- **Goal**
Extract every line below that contains the string "plant", and copy each such line in full. Case counts when matching.

- **Extracted records**
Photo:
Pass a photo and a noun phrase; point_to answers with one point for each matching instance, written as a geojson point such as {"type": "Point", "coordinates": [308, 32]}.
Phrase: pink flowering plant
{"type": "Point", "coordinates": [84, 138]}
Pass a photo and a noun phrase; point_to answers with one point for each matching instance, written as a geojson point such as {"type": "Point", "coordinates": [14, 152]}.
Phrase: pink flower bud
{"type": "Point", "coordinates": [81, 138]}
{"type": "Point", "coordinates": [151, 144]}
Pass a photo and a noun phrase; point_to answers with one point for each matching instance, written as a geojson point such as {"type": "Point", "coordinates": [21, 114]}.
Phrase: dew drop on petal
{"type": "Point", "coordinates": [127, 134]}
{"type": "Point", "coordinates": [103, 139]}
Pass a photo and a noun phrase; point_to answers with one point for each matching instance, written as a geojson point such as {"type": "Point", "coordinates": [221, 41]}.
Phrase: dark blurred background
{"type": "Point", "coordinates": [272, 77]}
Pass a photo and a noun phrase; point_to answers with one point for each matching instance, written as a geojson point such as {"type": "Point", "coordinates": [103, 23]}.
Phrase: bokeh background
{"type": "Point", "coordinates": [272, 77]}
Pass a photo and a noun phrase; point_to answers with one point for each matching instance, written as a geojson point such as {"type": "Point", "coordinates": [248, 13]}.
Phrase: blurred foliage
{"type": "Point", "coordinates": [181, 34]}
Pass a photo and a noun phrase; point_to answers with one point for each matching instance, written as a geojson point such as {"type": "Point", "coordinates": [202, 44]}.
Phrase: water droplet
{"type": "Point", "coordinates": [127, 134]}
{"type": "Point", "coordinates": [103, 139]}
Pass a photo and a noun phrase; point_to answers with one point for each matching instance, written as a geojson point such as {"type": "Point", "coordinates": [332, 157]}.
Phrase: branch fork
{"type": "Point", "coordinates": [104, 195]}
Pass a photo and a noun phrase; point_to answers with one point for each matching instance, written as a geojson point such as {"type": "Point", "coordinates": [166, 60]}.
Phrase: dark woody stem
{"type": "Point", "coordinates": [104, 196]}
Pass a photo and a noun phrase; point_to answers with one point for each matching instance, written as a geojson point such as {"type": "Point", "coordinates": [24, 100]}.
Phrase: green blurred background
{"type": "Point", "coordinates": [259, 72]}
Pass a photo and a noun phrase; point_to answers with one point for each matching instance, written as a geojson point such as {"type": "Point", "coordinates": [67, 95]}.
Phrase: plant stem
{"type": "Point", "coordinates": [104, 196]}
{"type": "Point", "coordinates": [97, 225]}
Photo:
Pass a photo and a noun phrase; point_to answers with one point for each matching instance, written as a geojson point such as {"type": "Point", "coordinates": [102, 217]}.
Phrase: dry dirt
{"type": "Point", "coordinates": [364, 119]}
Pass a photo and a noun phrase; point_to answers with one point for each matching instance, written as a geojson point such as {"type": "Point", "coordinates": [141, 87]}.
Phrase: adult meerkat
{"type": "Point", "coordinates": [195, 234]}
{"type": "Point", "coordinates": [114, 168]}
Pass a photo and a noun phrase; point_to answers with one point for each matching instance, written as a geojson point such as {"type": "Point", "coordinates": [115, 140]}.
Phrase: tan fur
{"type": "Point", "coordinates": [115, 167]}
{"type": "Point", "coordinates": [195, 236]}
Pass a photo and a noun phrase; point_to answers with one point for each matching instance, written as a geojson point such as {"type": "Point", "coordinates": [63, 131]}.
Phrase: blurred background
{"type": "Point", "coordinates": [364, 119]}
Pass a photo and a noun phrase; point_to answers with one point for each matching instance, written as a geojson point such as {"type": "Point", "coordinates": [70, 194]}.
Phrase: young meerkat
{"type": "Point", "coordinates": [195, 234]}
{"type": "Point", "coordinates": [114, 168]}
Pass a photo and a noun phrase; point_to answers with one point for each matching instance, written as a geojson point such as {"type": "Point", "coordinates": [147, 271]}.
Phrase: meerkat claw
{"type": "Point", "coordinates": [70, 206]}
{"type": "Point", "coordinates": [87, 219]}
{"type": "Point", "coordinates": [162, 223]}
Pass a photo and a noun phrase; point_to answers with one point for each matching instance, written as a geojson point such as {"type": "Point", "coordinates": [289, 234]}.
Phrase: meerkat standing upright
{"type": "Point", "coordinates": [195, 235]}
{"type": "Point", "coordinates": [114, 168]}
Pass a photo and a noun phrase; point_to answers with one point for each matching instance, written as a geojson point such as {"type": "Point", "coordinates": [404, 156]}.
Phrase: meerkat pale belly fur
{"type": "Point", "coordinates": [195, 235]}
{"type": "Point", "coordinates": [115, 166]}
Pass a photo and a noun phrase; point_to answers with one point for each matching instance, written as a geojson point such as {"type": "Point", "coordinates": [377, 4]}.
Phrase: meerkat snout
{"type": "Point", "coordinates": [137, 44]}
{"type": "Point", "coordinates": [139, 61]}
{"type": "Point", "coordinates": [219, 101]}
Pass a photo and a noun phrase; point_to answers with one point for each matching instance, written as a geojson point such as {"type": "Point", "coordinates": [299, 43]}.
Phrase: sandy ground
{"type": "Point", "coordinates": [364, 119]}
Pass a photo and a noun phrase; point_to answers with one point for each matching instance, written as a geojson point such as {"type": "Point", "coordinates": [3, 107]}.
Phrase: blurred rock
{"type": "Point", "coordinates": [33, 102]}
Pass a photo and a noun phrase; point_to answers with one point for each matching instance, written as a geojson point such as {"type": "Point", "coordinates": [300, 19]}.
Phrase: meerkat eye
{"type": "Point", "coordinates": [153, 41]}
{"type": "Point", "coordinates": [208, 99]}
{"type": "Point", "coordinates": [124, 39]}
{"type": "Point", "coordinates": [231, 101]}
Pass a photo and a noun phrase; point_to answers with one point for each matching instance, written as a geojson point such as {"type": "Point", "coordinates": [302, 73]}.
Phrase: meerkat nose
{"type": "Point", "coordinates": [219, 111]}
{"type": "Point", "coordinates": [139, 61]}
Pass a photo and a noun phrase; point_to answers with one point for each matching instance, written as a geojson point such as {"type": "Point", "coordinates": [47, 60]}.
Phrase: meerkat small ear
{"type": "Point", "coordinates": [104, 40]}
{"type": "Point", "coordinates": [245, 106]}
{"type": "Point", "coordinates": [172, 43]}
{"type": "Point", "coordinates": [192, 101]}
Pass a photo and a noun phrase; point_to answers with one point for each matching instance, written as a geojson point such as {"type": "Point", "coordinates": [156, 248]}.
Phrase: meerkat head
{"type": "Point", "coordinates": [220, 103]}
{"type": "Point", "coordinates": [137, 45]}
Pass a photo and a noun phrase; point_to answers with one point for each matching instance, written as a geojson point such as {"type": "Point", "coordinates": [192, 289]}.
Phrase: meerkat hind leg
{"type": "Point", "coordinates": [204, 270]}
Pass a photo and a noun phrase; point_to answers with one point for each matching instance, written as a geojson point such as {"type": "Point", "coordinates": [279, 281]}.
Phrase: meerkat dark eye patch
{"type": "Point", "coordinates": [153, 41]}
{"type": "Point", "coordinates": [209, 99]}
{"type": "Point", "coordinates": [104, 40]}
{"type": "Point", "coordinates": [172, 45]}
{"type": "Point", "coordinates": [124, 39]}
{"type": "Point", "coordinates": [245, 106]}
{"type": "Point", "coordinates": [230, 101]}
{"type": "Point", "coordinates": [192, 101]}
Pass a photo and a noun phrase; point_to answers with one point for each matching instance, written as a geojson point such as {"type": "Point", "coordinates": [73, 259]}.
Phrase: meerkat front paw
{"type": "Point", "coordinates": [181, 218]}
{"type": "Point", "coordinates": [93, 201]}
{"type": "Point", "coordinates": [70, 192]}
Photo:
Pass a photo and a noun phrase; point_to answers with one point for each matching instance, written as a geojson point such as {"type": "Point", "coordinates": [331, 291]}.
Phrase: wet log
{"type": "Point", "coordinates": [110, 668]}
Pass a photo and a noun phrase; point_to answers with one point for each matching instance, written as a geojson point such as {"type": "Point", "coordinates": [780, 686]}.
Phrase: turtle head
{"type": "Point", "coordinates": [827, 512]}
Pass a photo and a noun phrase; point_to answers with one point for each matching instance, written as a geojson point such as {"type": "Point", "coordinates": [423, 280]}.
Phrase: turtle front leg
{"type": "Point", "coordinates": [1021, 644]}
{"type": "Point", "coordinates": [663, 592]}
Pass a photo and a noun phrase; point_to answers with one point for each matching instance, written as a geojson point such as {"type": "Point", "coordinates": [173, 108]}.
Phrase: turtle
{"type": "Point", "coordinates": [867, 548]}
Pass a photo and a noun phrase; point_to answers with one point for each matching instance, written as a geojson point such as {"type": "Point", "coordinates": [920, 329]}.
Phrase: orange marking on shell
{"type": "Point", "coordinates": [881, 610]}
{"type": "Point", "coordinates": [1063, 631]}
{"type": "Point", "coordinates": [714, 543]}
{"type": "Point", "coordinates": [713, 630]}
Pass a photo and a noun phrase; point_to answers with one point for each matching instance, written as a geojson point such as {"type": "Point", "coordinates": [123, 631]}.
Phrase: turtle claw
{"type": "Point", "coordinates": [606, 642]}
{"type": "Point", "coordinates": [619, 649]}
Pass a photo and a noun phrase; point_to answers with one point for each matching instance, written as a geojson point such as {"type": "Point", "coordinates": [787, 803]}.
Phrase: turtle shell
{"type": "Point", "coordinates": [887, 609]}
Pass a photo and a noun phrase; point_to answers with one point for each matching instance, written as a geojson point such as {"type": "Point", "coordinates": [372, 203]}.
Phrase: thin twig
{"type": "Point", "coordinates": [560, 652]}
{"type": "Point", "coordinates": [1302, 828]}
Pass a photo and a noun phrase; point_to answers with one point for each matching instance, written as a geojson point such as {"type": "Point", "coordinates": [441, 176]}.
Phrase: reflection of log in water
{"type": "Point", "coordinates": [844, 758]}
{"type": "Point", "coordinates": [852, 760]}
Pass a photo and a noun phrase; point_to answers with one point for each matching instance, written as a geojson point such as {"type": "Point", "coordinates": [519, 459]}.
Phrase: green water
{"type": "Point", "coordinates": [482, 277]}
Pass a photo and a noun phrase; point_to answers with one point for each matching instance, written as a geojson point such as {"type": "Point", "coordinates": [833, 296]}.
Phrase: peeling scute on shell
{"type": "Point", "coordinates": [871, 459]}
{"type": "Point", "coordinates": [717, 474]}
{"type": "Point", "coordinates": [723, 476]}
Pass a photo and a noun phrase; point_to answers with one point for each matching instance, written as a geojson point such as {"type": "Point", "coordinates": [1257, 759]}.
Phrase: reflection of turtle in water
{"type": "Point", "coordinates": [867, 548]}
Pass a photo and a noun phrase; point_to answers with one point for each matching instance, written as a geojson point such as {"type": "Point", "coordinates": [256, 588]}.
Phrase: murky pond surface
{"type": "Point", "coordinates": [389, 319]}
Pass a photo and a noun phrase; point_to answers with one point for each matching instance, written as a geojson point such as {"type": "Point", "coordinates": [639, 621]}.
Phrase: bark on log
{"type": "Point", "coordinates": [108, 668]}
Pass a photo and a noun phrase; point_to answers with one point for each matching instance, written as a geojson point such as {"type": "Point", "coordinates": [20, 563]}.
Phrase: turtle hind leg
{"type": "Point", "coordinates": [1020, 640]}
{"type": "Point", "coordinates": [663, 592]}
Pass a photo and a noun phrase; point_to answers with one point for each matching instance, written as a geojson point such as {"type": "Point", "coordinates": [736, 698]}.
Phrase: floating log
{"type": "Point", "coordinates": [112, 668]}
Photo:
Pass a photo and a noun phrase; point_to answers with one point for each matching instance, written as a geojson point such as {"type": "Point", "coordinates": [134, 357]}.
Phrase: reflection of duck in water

- **Response**
Phrase: pink flowering plant
Phrase: plant stem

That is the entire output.